* _YOUR TASK_
Copy out every line of the material below word for word, leaving out the pictures.

[Records from a collection]
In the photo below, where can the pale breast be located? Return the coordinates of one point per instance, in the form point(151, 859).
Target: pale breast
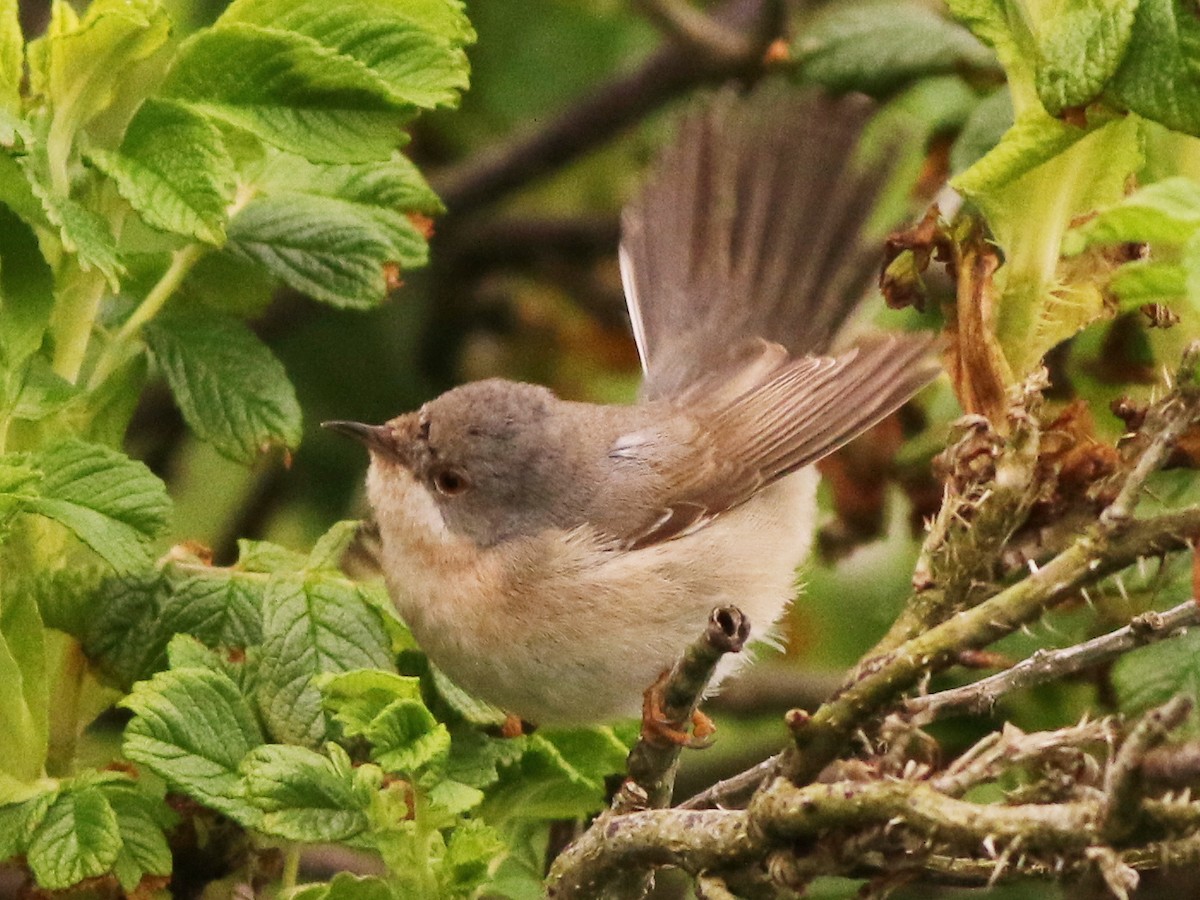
point(559, 628)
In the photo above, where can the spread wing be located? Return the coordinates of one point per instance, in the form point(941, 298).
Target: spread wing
point(749, 231)
point(808, 408)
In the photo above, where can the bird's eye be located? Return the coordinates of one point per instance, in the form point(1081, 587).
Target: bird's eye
point(450, 481)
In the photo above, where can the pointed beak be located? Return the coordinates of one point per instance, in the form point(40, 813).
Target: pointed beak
point(375, 437)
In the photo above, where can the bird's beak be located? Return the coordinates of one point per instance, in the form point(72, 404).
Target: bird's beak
point(375, 437)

* _EXERCISE SOLUTION_
In the photo below, where can the pale breast be located? Return the coordinates of one point per instance, in the form point(151, 859).
Target: pale breast
point(559, 628)
In the photo above, where can the spread wing be located? Return the coordinates of one point per instance, in the form point(941, 298).
Target: spread wing
point(749, 231)
point(808, 408)
In the photo above, where can the bird's eye be located? Return the coordinates of one point per instance, in the form point(1081, 587).
Target: bird's eye
point(450, 481)
In the photo above, where can the pointed beak be located? Return the coordinates of one point per instance, in the form point(40, 813).
Target: pointed beak
point(375, 437)
In the photo above, where can the bird's beak be located? Return the coordinates of one point per instance, in the form point(72, 404).
Target: bird's beak
point(375, 437)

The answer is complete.